> Task objective:
Locate every line in the entries below that contains the string "target", and copy each of those lines in full.
═════ Data shown ═════
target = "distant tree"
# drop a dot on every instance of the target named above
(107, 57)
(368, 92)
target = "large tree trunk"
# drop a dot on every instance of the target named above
═════
> The answer:
target = "distant tree"
# drop a dot on every instance of the target named above
target = "large tree trunk"
# drop a dot on every instance of the target named above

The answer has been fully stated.